### Work item
Begin at the line containing "Point to the turquoise" and reproduce every line through the end of the entries below. Nothing else should appear.

### Supplied material
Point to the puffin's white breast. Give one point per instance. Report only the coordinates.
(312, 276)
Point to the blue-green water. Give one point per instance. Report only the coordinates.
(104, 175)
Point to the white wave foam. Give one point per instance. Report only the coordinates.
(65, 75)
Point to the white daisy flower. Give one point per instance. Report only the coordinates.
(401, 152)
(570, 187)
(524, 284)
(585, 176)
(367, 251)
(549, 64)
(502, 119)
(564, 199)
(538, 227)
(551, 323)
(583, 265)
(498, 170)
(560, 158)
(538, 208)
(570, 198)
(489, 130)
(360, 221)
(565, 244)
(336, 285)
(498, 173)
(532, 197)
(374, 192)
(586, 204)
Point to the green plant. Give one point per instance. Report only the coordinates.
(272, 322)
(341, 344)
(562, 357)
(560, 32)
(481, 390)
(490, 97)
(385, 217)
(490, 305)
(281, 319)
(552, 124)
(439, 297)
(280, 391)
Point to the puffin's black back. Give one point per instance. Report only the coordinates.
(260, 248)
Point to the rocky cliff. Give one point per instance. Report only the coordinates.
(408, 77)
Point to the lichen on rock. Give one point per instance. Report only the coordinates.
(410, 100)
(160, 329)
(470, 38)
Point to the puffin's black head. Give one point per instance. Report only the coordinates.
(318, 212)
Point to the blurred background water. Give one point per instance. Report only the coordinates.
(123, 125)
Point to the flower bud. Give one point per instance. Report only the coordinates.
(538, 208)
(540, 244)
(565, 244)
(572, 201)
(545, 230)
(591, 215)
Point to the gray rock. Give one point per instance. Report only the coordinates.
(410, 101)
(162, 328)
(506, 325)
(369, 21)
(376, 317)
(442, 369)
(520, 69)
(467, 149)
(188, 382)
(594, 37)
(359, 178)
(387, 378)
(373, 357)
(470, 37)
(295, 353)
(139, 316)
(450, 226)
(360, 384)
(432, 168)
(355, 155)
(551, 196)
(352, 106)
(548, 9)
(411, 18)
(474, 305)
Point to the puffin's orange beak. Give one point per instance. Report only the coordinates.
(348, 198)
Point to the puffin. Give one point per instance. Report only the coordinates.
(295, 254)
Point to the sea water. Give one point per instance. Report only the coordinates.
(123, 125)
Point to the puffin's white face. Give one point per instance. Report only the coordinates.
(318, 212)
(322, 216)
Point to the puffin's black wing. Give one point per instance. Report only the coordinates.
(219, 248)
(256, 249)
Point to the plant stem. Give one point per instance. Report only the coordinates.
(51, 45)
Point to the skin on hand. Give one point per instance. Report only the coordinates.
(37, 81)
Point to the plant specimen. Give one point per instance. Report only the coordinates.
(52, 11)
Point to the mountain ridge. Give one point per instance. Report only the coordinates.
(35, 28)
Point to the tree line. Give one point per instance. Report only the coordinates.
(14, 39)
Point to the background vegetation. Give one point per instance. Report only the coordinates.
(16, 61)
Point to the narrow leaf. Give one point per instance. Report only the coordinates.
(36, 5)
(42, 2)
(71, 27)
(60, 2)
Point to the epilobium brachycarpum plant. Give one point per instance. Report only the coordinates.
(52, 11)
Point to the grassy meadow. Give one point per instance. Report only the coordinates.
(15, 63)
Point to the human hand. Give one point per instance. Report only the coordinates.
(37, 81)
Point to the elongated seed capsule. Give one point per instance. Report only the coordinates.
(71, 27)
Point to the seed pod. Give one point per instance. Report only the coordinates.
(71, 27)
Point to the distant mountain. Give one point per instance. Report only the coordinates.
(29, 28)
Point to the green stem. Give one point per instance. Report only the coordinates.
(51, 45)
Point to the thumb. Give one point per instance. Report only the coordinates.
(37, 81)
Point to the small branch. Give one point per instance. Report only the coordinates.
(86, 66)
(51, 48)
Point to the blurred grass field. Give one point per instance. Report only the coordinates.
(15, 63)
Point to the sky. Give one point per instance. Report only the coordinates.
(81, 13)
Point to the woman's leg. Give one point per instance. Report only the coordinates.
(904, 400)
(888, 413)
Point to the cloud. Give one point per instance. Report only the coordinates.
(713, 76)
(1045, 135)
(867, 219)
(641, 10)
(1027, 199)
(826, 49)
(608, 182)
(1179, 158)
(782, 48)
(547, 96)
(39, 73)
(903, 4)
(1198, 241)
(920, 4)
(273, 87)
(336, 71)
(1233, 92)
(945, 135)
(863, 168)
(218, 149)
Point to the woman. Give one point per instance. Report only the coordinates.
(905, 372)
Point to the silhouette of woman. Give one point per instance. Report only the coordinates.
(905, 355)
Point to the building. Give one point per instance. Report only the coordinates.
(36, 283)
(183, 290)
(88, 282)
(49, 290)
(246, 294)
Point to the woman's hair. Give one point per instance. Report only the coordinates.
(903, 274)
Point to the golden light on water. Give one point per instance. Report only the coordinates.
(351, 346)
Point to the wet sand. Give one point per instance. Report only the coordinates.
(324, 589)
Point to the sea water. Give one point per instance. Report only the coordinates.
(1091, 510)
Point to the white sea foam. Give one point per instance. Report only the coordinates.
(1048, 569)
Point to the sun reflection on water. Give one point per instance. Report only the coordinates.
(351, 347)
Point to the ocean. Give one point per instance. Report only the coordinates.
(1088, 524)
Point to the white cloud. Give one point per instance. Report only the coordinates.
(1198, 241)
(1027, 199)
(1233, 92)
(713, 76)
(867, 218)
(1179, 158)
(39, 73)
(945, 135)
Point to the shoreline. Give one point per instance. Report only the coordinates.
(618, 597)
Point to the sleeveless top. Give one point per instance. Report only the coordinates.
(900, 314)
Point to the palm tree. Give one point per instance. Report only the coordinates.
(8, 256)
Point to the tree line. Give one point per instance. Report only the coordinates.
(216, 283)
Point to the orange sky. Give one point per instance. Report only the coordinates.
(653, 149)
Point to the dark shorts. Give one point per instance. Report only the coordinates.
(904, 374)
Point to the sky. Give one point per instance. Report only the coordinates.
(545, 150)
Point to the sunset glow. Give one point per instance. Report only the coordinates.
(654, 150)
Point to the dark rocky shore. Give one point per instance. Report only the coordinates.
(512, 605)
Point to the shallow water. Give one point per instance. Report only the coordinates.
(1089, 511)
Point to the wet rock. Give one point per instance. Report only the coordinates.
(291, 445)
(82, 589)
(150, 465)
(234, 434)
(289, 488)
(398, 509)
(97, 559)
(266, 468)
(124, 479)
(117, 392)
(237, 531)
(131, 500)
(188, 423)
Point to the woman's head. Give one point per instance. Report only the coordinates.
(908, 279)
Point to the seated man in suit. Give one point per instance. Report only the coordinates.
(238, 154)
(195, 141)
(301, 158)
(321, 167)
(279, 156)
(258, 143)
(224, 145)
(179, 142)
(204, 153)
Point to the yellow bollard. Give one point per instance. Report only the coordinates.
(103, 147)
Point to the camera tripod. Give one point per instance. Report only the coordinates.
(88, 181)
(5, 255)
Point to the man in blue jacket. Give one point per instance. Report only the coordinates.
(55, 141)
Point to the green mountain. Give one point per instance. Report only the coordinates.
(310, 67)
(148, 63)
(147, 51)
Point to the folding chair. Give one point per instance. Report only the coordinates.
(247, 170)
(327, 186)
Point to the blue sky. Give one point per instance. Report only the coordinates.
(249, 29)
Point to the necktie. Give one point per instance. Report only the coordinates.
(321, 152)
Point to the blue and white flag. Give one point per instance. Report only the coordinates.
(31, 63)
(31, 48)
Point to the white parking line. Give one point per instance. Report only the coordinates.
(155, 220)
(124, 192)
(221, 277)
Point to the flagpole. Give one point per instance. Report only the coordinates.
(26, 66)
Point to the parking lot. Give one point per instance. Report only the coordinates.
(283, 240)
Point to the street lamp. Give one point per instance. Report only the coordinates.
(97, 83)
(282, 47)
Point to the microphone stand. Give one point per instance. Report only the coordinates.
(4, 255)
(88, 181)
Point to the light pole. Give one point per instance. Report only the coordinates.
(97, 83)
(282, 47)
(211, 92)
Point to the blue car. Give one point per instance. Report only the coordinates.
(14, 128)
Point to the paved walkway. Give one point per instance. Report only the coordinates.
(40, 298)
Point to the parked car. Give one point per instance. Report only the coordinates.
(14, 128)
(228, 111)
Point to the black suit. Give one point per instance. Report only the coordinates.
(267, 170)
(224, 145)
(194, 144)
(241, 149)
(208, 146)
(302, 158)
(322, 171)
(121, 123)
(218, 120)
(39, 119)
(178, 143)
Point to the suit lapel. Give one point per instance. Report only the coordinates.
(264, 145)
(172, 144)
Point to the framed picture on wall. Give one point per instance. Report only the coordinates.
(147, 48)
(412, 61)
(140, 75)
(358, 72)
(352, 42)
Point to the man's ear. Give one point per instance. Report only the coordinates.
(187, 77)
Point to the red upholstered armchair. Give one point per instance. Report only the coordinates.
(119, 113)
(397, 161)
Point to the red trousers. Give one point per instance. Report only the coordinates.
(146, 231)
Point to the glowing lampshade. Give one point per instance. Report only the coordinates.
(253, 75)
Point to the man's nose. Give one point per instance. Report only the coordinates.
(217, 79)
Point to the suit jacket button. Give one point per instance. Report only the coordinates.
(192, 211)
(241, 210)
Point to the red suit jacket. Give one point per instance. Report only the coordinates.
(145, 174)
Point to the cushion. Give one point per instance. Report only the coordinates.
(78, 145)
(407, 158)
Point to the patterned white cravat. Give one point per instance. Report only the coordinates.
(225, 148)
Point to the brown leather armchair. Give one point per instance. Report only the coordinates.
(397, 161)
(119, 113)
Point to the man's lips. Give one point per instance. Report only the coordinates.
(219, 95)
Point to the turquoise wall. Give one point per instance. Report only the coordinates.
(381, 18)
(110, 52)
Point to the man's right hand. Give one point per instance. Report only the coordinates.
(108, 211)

### Completed exercise
Point to the turquoise wall. Give one point per instance. Report only the coordinates.
(381, 18)
(110, 52)
Point to the man's right hand. Give one point per instance. Report only the coordinates.
(108, 211)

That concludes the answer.